■ Selection ■
┌────────

Forecasting ETT with Neural Network and XGBoost

A comparative study on multivariate time-series forecasting using the Electricity Transformer Temperature (ETT) dataset.
Implemented both ensemble-based regression (XGBoost) and deep learning models (Neural Networks) to predict transformer oil temperature (OT) based on 11 correlated sensor readings.
By redefining the target variable as Δy (change in temperature) instead of the absolute value, the model captured temporal dynamics more effectively and achieved top 1% accuracy among 200 participants.

Background

The ETT dataset records two years of transformer operational data (2016–2018), including features such as time indices and multiple sensor readings.
It was modified for this project to include 11 features and artificial missing values to simulate real-world data imperfections.
The goal was to build models capable of learning multivariate dependencies and temporal patterns for accurate oil temperature prediction.

Problem Setup

Task: Multivariate time-series regression
Input: 11 features (including time indices and 8 measured variables)
Target: Oil Temperature (OT) inside the transformer
Challenges: Missing values, high dimensionality, and nonlinear temporal dependencies

Approach Overview

The project consists of two parallel pipelines:

Ensemble Model (XGBoost) — regression using boosted decision trees
Neural Network (PyTorch) — regression using a fully-connected deep network

Each model was trained and compared based on Mean Squared Error (MSE), feature impact, and temporal generalization.

0. Feature Engineering

Core idea: redefine the target as Δy = yₜ − yₜ₋₁ instead of absolute y, and enrich the dataset with temporal, statistical, and cyclic features to improve generalization.

└────────

■ Provided entries ■
┌────────

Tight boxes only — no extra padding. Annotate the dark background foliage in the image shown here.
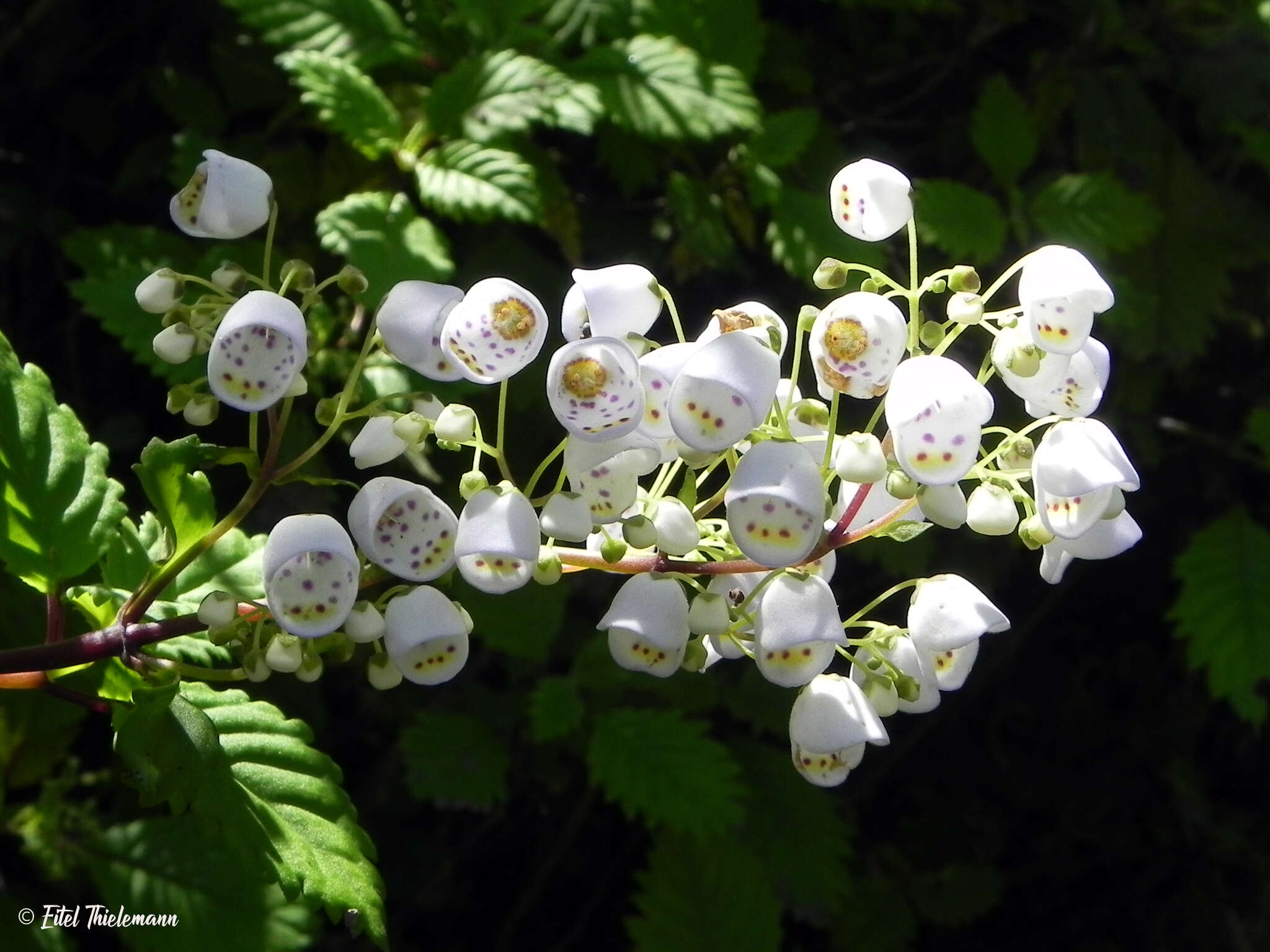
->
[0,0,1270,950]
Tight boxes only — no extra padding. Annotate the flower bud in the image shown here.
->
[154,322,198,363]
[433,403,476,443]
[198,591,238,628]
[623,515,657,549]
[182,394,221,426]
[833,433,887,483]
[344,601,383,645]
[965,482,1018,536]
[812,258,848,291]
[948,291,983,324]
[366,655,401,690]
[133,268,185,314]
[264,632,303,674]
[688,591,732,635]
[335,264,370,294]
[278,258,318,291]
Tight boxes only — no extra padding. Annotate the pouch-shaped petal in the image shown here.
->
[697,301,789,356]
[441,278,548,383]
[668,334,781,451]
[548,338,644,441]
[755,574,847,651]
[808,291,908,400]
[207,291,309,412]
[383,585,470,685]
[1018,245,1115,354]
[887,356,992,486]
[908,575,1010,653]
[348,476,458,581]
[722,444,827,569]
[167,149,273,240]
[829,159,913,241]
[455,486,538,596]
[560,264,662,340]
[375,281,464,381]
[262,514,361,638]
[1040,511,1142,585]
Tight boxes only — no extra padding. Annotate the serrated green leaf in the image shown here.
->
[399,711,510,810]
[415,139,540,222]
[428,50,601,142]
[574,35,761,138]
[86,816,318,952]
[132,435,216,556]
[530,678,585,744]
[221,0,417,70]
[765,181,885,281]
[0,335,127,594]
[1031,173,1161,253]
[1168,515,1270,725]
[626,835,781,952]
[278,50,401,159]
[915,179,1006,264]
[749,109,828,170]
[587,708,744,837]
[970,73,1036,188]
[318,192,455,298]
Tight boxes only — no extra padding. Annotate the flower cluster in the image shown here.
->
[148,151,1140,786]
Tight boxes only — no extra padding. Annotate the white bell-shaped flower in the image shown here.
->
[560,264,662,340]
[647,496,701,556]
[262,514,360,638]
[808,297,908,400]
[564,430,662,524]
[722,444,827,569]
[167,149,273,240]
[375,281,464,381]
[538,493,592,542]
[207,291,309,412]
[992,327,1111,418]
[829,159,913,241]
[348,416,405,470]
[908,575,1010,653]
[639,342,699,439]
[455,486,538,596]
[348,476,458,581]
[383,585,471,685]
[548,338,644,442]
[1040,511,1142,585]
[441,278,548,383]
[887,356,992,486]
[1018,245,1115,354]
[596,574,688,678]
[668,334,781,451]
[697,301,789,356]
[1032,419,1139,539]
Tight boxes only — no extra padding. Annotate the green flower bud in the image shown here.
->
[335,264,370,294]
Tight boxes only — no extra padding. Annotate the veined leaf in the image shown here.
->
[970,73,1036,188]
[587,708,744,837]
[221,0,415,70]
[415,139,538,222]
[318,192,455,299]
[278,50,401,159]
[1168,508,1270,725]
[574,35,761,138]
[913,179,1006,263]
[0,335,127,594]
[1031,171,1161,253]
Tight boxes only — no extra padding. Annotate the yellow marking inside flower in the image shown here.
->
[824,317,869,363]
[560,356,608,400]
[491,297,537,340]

└────────

■ Problem set ■
A. In the ETT forecasting write-up, copy the part that opens with the words containing "Approach Overview" and closes with "and temporal generalization.", swapping "regression" for "prediction".
B. Convert the part of the listing that opens with the line containing "Tight boxes only — no extra padding. Annotate the pouch-shaped" and closes with the line containing "[318,192,455,298]" into a two-column CSV with the headers request and boxes. Use one row per request, put each value in a single quoted field, and replace line breaks with spaces.
The listing has nothing to do with the ETT forecasting write-up.

■ Responses for each task ■
A.
Approach Overview

The project consists of two parallel pipelines:

Ensemble Model (XGBoost) — prediction using boosted decision trees
Neural Network (PyTorch) — prediction using a fully-connected deep network

Each model was trained and compared based on Mean Squared Error (MSE), feature impact, and temporal generalization.

B.
request,boxes
"Tight boxes only — no extra padding. Annotate the pouch-shaped petal in the image shown here. ->","[697,301,789,356] [441,278,548,383] [668,334,781,451] [548,338,644,441] [755,574,847,651] [808,291,908,400] [207,291,309,412] [383,585,470,685] [1018,245,1115,354] [887,356,992,486] [908,575,1010,653] [348,476,458,581] [722,444,827,569] [167,149,273,240] [829,159,913,241] [455,486,538,596] [560,264,662,340] [375,281,464,381] [262,514,361,638] [1040,511,1142,585]"
"Tight boxes only — no extra padding. Annotate the serrated green leaf in the image shown here. ->","[399,711,510,810] [415,139,540,222] [428,50,601,142] [574,35,761,138] [86,816,318,952] [132,435,216,556] [530,678,585,744] [221,0,417,70] [765,181,885,281] [0,335,127,594] [1031,173,1161,253] [1168,515,1270,725] [626,835,781,952] [278,50,401,159] [915,179,1006,264] [749,109,828,170] [587,708,744,837] [970,73,1036,188] [318,192,455,298]"